--- START ---

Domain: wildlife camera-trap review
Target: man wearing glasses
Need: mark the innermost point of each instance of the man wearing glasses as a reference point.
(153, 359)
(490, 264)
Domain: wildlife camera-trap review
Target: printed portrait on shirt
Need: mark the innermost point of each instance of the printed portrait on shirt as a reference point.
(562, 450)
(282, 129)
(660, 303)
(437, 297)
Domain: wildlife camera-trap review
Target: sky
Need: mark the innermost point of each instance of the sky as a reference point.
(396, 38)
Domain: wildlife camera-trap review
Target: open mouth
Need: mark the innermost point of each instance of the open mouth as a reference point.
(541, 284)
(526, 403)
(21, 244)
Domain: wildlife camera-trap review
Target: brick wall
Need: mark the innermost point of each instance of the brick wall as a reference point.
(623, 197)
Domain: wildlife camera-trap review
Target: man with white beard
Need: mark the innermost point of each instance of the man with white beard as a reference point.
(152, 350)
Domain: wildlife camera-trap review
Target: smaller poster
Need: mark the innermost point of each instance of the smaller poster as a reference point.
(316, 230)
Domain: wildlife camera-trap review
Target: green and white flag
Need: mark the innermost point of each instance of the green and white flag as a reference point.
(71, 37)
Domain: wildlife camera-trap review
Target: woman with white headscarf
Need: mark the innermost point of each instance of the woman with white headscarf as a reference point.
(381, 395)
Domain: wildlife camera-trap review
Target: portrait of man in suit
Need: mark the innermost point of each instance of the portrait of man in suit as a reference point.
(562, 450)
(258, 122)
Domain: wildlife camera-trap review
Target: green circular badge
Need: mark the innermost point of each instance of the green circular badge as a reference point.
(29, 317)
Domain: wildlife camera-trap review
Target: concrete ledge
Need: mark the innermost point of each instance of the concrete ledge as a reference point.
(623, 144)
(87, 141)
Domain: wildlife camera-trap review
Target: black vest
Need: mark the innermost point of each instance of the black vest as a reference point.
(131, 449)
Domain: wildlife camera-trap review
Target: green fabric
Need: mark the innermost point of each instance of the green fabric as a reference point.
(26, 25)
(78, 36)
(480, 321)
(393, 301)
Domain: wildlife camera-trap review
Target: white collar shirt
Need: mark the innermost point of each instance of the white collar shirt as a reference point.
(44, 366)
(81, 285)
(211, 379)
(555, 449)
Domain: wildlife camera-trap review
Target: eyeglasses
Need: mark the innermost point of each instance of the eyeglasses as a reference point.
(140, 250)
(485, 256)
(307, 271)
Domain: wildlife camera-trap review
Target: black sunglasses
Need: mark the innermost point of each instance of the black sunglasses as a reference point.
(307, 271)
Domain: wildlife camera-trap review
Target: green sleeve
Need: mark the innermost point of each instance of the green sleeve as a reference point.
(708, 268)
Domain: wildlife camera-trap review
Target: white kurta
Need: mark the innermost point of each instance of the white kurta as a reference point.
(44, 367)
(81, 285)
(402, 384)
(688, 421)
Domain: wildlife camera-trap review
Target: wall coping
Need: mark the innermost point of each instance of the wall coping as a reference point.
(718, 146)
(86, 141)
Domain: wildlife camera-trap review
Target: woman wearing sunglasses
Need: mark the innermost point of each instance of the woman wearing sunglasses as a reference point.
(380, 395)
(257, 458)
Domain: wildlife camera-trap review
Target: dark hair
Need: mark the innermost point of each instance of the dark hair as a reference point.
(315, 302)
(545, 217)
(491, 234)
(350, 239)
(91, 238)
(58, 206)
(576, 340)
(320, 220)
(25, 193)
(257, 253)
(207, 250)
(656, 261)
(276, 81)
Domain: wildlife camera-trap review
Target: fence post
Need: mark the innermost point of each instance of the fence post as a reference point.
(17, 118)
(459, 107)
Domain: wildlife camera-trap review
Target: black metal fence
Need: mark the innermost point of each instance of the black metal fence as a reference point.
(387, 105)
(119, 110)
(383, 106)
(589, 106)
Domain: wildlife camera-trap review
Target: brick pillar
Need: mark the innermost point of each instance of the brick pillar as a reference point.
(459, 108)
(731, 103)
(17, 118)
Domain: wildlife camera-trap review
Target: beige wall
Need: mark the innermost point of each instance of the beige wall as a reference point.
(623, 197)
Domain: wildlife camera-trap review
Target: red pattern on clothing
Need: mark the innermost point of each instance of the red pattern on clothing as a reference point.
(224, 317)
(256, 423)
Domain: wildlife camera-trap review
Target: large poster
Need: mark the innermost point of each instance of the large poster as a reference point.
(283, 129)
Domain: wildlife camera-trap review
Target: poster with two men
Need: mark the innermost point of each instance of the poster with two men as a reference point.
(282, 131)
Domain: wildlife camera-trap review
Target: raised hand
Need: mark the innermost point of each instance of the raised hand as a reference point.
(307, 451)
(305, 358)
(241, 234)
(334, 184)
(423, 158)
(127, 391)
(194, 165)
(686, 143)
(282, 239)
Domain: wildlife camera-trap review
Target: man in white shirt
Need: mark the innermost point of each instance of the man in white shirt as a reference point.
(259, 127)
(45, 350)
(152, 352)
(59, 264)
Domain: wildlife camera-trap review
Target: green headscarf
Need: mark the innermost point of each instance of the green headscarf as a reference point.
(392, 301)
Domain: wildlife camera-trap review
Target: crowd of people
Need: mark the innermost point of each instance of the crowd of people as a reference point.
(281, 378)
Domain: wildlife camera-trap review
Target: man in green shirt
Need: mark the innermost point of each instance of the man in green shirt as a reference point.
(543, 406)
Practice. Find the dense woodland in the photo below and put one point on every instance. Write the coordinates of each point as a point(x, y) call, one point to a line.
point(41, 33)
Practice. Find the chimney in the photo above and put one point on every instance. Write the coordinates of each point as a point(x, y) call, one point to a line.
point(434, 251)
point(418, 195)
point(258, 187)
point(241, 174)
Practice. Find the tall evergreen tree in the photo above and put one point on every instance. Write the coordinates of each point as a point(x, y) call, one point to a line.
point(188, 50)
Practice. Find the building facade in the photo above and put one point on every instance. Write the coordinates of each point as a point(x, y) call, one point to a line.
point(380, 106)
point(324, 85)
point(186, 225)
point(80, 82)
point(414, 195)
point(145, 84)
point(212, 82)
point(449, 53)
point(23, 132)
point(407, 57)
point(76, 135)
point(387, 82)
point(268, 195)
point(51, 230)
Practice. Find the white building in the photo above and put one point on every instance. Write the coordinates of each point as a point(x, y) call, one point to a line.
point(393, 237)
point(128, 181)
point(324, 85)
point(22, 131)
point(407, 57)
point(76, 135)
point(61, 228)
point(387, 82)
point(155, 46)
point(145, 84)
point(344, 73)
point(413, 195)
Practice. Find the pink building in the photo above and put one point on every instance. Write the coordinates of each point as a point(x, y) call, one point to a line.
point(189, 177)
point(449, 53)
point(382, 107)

--- END ---

The answer is the full data, repeated exactly as shown.

Domain: wildlife camera-trap review
Target: man wearing glasses
Need: mark the innermost point of each instance of the man wearing glasses as a reference point.
(153, 359)
(490, 264)
Domain: wildlife camera-trap review
Target: printed portrait on shirt
Need: mark the innermost point of each instance of the printed portrait on shirt as a reference point.
(562, 450)
(282, 129)
(660, 303)
(437, 297)
Domain: wildlife camera-trap review
Target: sky
Need: mark the innermost point of each instance of the sky as a reference point.
(396, 38)
Domain: wildlife camera-trap review
Target: open mouth
Need: mark the innermost point of each instance of the open mouth as a reference point.
(541, 284)
(526, 403)
(21, 244)
Domain: wildlife camera-trap review
Target: brick wall
Need: mark the innermost point of each instance of the brick wall as a reference point.
(623, 197)
Domain: wildlife camera-trap review
Target: man with white beard
Need: mark the innermost point of each instance of the man with white beard as a reference point.
(152, 350)
Domain: wildlife camera-trap review
Target: smaller poster
Need: mark the innermost point of each instance of the smaller poster as a reference point.
(316, 230)
Domain: wildlife camera-trap review
Target: green and white flag
Need: mark the innermost point of each instance of the green and white flag as a reference point.
(71, 37)
Domain: wildlife camera-trap review
Target: woman with white headscarf
Need: mark the innermost point of each instance of the woman with white headscarf as a reference point.
(381, 395)
Domain: wildlife camera-trap review
Target: portrait of man in suit
Need: mark the innermost point of each instance of the portrait of man in suit as a reference point.
(562, 450)
(258, 122)
Domain: wildlife camera-trap review
Target: green circular badge
Need: mark the innermost point of each instance of the green circular badge as a reference point.
(29, 317)
Domain: wildlife camera-trap review
Target: concrete ledge
Need: mark the innermost point of each instance of the concrete ledge as a reference point.
(623, 144)
(87, 141)
Domain: wildlife camera-trap review
Target: black vest
Need: mark the innermost point of each instance of the black vest as a reference point.
(131, 449)
Domain: wildlife camera-trap review
Target: green fabric
Need: mark the innermost point of each instance of the green fabric as a reference point.
(26, 25)
(78, 36)
(480, 321)
(393, 301)
Domain: wildlife camera-trap review
Target: white collar shirt
Need: mark the innermost point of each instance of the white collar shirt as a reference point.
(44, 366)
(81, 285)
(211, 379)
(555, 449)
Domain: wildlife camera-trap review
Target: eyeglasses
Need: mark the innermost point of each instance of the eyeglasses as a reference point.
(140, 250)
(485, 256)
(307, 271)
Domain: wildlife camera-trap review
Target: black sunglasses
Need: mark the innermost point of each instance of the black sunglasses as a reference point.
(307, 271)
Domain: wildlife camera-trap review
Target: green sleeve
Need: mark the innermost point of each instance of the green sleeve as a reference point.
(708, 268)
Domain: wildlife camera-trap review
Target: white kurta
Need: mark the innermost point of each instance of the white kurta as a reference point.
(44, 367)
(81, 285)
(402, 384)
(688, 421)
Domain: wildlife camera-trap review
Target: wall coping
Need: mark the innermost point of each instance of the wall coping as a reference point.
(718, 146)
(86, 141)
Domain: wildlife camera-trap review
Target: woman wearing sunglasses
Need: mark the innermost point of each instance of the woman wearing sunglasses as a reference point.
(380, 395)
(257, 458)
Domain: wildlife camera-trap review
Target: dark hair
Need: mark the innermost point of each instance of the dark hair as a reference point.
(315, 302)
(545, 217)
(491, 234)
(350, 239)
(91, 238)
(58, 206)
(576, 340)
(320, 220)
(25, 193)
(257, 253)
(207, 250)
(656, 261)
(276, 81)
Domain: wildlife camera-trap review
Target: fence post
Need: mark the innermost point of each instance of the fence post as a reference point.
(17, 118)
(459, 107)
Domain: wildlife camera-trap review
Target: black metal fence
Need: mark the innermost point of each instance of the black metal fence as a reference point.
(387, 105)
(119, 110)
(383, 106)
(589, 106)
Domain: wildlife camera-trap review
Target: brick pillar
Need: mark the innermost point of each instance of the brick pillar as a reference point.
(459, 108)
(731, 103)
(17, 118)
Domain: wildlife camera-trap review
Target: beige wall
Need: mark the innermost point of each instance of the beige wall as a reference point.
(623, 197)
Domain: wildlife camera-trap review
Target: red pattern on clothing
Need: mark the innermost point of each instance of the red pattern on clothing as a reference point.
(224, 317)
(256, 423)
Domain: wildlife camera-trap review
Target: large poster
Need: mark the innermost point of each instance of the large poster as a reference point.
(283, 129)
Domain: wildlife camera-trap review
Target: poster with two men
Need: mark the innermost point of each instance of the poster with two men as a reference point.
(282, 131)
Domain: wildlife camera-trap review
Target: raised hand
Need: mark the innermost point of each instance of the raised hand as a reference point.
(307, 451)
(305, 358)
(241, 234)
(334, 184)
(423, 158)
(127, 391)
(194, 165)
(686, 143)
(282, 239)
Domain: wildlife camera-trap review
Target: man in white shirt
Need: mark the innermost point of each instance of the man in white shirt as a reference point.
(259, 127)
(45, 350)
(152, 352)
(59, 264)
Domain: wildlife camera-trap review
Target: green headscarf
Need: mark the innermost point of each instance of the green headscarf as a reference point.
(392, 301)
Domain: wildlife camera-trap review
Target: crowd of people
Need: mark the innermost point of each instance of the crowd of people as a reference point.
(281, 378)
Domain: wildlife camera-trap review
Target: man in green shirt
Need: mark the innermost point of each instance of the man in green shirt as a reference point.
(543, 406)
Practice. Find the dense woodland in the photo below and put one point on every instance. Write the coordinates of each point as a point(x, y) call, one point to a line.
point(41, 33)
Practice. Find the chimney in the photo above and put one point on every instance. Write the coordinates of each point as a point(x, y) call, one point to a line.
point(434, 251)
point(418, 195)
point(258, 187)
point(241, 174)
Practice. Find the tall evergreen tree in the photo above and put one point on every instance. Write the coordinates of each point as a point(x, y) call, one point to a line.
point(188, 50)
Practice. Find the building facade in the photo above and put one point on every instance. Write the coordinates of each point as a point(x, y) call, one point to a line.
point(380, 106)
point(324, 85)
point(186, 225)
point(80, 82)
point(414, 195)
point(145, 84)
point(212, 82)
point(449, 53)
point(23, 132)
point(407, 57)
point(76, 135)
point(387, 82)
point(268, 195)
point(51, 230)
Practice. Find the white building in the photo above and put one point on every instance. Write the coordinates of each point as a point(x, y) call, one point to a line.
point(393, 237)
point(128, 181)
point(324, 85)
point(22, 131)
point(407, 57)
point(76, 135)
point(61, 228)
point(387, 82)
point(155, 46)
point(145, 84)
point(344, 73)
point(413, 195)
Practice. Find the pink building in the photo above and put one point on every instance. Write the coordinates of each point as a point(x, y) call, one point to a line.
point(189, 177)
point(449, 53)
point(382, 107)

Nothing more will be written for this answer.